▸ STATED GOAL:
Quote the records word for word, from their first line up to and including the line that contains "point(313, 130)".

▸ GIVEN ENTRIES:
——

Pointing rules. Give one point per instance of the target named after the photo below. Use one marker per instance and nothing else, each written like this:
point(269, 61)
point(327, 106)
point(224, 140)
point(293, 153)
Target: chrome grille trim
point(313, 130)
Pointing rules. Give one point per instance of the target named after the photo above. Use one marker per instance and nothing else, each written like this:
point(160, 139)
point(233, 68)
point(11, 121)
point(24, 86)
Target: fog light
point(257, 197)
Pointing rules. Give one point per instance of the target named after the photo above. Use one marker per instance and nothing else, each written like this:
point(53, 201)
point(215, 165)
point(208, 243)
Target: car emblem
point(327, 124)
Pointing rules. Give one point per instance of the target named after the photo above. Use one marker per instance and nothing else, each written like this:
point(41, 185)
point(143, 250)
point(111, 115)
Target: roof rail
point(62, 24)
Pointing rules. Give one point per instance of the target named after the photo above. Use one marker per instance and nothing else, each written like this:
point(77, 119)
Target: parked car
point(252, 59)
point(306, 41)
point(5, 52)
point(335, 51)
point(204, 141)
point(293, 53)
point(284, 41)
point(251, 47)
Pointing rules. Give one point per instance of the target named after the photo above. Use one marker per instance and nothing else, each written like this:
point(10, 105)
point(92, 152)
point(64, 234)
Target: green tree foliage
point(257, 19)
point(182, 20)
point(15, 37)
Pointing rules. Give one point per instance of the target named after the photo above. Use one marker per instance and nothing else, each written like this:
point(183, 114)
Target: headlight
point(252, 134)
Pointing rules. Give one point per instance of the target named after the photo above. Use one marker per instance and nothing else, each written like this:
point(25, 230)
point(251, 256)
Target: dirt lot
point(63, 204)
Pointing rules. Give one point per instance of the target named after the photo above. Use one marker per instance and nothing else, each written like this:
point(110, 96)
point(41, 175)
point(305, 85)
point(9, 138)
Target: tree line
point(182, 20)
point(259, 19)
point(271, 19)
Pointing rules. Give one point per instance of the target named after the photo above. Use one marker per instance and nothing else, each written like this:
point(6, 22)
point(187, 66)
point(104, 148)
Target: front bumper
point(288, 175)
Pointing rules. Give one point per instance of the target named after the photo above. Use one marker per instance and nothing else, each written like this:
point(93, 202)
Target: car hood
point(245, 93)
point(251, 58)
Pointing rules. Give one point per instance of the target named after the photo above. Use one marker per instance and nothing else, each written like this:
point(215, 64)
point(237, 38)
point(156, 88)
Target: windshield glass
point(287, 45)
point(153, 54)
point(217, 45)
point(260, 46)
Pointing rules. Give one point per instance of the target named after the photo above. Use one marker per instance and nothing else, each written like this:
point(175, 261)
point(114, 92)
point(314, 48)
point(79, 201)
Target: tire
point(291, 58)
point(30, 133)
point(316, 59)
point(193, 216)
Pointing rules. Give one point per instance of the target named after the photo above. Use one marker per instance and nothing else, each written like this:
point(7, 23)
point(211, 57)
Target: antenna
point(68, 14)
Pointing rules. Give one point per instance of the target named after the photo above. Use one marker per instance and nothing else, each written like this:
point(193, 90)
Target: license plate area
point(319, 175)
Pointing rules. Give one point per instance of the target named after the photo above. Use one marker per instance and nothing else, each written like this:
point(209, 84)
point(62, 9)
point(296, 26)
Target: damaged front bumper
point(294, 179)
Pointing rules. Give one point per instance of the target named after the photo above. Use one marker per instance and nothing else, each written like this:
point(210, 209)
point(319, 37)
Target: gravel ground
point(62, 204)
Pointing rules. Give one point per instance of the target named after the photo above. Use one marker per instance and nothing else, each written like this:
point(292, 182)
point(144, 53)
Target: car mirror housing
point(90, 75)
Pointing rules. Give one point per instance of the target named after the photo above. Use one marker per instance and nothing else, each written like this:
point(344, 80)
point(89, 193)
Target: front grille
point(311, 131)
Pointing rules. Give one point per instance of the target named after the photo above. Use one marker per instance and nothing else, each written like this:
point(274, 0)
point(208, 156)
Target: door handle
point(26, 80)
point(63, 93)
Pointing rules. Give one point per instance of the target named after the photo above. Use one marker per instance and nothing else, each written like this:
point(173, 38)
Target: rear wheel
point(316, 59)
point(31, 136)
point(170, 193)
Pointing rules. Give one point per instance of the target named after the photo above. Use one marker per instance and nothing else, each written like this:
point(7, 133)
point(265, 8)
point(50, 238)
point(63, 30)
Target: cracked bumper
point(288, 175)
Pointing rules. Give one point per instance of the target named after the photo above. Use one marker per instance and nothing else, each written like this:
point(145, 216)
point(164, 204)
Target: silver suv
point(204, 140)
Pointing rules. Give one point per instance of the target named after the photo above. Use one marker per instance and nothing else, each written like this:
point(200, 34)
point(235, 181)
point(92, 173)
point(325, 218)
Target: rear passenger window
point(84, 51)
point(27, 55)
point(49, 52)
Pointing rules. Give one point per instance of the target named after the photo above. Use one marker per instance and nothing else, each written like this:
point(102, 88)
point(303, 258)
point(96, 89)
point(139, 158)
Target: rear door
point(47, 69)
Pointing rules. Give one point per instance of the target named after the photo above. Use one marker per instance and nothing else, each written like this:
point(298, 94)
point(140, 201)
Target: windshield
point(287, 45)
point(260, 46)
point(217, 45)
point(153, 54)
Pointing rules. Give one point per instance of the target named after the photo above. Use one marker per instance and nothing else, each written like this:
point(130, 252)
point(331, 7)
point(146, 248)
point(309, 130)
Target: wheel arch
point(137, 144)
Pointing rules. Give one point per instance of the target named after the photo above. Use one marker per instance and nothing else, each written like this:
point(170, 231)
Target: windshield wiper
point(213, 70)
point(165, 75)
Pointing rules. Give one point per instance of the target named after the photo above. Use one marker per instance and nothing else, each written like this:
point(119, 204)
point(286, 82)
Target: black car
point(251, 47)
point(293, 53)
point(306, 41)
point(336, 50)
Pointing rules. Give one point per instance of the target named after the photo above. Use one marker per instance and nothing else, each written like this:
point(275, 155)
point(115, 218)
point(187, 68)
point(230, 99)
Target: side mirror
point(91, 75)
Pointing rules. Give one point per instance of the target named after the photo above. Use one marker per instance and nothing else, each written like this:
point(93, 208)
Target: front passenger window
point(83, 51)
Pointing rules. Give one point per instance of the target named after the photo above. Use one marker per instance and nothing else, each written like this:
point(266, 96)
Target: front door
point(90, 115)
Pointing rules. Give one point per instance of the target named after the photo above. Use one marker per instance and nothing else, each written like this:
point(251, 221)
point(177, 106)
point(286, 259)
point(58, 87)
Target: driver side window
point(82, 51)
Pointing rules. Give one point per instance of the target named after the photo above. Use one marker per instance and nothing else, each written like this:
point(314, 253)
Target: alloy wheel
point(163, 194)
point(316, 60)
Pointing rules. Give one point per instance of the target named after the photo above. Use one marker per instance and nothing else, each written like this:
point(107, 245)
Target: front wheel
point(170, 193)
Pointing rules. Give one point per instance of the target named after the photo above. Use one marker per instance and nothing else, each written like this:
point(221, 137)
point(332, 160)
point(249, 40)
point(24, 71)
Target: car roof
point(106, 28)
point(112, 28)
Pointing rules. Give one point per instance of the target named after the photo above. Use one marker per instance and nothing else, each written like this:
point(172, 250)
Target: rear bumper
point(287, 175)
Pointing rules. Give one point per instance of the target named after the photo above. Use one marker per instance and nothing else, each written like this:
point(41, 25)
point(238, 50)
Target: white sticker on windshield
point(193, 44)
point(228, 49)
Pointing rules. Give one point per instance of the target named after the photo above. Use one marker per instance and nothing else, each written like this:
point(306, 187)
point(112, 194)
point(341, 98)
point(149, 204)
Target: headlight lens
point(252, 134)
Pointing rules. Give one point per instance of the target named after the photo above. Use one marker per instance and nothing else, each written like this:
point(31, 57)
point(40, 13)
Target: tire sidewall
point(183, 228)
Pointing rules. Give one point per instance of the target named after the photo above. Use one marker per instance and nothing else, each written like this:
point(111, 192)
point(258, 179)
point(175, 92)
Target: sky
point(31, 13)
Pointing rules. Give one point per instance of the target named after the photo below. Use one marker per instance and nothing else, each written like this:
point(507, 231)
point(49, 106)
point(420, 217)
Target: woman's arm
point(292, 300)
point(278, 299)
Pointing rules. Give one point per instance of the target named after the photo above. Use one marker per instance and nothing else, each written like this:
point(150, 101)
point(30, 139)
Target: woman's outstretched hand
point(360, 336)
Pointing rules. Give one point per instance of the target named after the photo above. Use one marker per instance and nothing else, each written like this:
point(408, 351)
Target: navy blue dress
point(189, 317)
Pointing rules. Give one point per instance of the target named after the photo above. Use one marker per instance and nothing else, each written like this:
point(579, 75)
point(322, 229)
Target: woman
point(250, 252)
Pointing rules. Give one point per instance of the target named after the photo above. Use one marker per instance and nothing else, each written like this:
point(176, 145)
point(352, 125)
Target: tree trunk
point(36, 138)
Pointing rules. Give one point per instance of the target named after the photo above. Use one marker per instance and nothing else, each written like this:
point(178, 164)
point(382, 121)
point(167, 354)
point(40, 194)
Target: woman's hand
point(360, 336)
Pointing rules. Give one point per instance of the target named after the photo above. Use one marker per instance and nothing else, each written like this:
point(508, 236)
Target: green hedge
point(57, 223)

——

▸ SOLUTION:
Pointing rules. Give one point per instance of the target named after the photo below. Use one marker per instance and nothing else, each written like this:
point(269, 61)
point(327, 106)
point(224, 140)
point(293, 153)
Target: chrome grille trim
point(313, 130)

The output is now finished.